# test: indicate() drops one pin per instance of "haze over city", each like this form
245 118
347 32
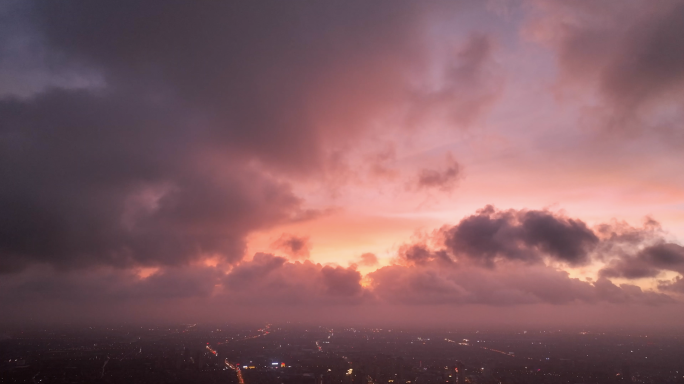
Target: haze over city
416 164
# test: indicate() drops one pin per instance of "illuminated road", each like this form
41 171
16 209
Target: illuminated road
235 368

□ □ □ □ □ □ □

Print all of the material above again, line for line with no changes, and leave out the pictures.

WRITTEN SOLUTION
# test: indicate() drops one pin per instance of "haze over city", each like this form
245 118
347 32
Target: haze over city
416 164
# test: indicate() drops one pin per instance of "illuminated road", each like this form
41 171
16 209
Target: illuminated road
235 368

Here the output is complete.